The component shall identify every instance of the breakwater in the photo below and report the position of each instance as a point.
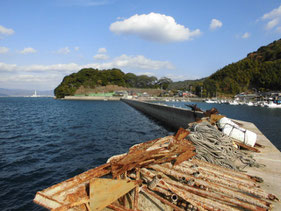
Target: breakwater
(91, 98)
(170, 116)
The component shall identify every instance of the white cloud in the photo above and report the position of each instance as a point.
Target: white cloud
(273, 19)
(246, 35)
(6, 31)
(154, 27)
(135, 62)
(123, 61)
(64, 50)
(102, 50)
(49, 76)
(215, 24)
(83, 3)
(101, 57)
(3, 50)
(146, 73)
(28, 50)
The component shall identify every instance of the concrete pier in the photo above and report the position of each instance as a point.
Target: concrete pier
(269, 156)
(170, 116)
(91, 98)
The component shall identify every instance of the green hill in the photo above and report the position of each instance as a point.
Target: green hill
(260, 70)
(92, 78)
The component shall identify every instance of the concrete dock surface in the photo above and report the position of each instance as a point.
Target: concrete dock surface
(269, 156)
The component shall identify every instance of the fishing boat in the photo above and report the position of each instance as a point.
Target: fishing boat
(272, 104)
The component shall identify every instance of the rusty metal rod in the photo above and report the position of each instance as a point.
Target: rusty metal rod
(200, 201)
(234, 183)
(176, 208)
(205, 193)
(212, 186)
(219, 174)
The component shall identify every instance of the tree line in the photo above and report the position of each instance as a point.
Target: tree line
(91, 78)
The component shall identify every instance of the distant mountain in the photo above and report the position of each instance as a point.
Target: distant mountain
(260, 70)
(23, 92)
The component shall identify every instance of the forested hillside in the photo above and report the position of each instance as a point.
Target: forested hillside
(260, 70)
(92, 78)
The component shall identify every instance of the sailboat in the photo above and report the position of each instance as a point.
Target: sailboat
(35, 94)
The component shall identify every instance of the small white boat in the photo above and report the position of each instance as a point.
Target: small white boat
(272, 104)
(250, 104)
(210, 101)
(234, 102)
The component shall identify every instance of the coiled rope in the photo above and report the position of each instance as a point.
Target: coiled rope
(215, 147)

==*==

> Постановка задачи
Приведите целиком участок материала от строки, содержащей "The component shall identify every instance of the forested", до конца материала включительно, сместив на 21 каждую координату в ответах. Весь остальной текст участка оставьте без изменений.

> Верный результат
The component shall identify every instance of the forested hillside in the photo above and report the position of each instance as a point.
Target: forested hillside
(281, 91)
(113, 99)
The component shall identify every instance of the sailboat in the photo above and report the position of each instance as a point.
Target: sailboat
(56, 115)
The component shall identify every instance of the small white boat in the photo above and report the position of each instance as a point.
Target: small white boat
(293, 125)
(271, 125)
(231, 122)
(255, 123)
The component shall identify every instance of the coiled rope in the photo above and report the position of each instance as a point.
Target: coiled rope
(236, 168)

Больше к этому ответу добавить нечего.